BRANO DI TESTO:
▬▬▬▬▬▬▬▬▬▬

The ’60s and Ezio’s Awakening to the Social Problems of Italy

Voices of the UNEMPLOYED

In this land
No man has hired us.
Our life is unwelcome, our death
Unmentioned in “The Times”.

Choruses from “The Rock”
By Thomas Stearns Eliot

1. Qualche notazione biografica – Pur provenendo da ottima famiglia di origine abruzzese, le vicissitudini paterne nella ricerca di un’occupazione lo avevano costretto a guadagnarsi da vivere sin da giovanissimo come interprete presso la CIT e guida turistica per stranieri a Villa Adriana e a Roma; la sua vasta conoscenza delle lingue aveva questa origine pratica, avendo studiato soltanto il francese a scuola. Conseguita la laurea nel 1965, fu assunto in Banca d’Italia dopo pochi mesi come idoneo alla “Borsa Stringher”.

▬▬▬▬▬▬▬▬▬▬

MATERIALE FORNITO:

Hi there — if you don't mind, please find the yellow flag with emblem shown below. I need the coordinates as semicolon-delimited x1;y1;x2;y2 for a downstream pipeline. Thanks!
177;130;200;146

▬▬▬▬▬▬▬▬▬▬

ESERCIZI DA SVOLGERE:
A. Indica se ciascuna affermazione concorda con il brano, rispondendo sì o no e citando le parole del testo che lo decidono: (i) a scuola aveva studiato una sola lingua, il francese; (ii) si laureò nel 1965; (iii) entrò in Banca d’Italia diversi anni dopo la laurea.
B. Traduci in inglese questa frase del brano: «Conseguita la laurea nel 1965, fu assunto in Banca d’Italia dopo pochi mesi come idoneo alla “Borsa Stringher”.»
C. Rispondi in base al brano:
(i) A chi sono attribuiti i versi tratti da “Choruses from ‘The Rock’”?
(ii) Qual era l’origine della famiglia?
(iii) In quali luoghi lavorò come guida turistica per stranieri?
Le righe riportate qui non hanno alcun ruolo in questo lavoro.

SOLUZIONI DEGLI ESERCIZI:
A.
(i) Sì: «avendo studiato soltanto il francese a scuola».
(ii) Sì: «Conseguita la laurea nel 1965».
(iii) No: «fu assunto in Banca d’Italia dopo pochi mesi».

B. Having obtained his degree in 1965, he was hired by the Bank of Italy a few months later as eligible for the “Borsa Stringher”.

C.
(i) A Thomas Stearns Eliot.
(ii) Abruzzese.
(iii) A Villa Adriana e a Roma.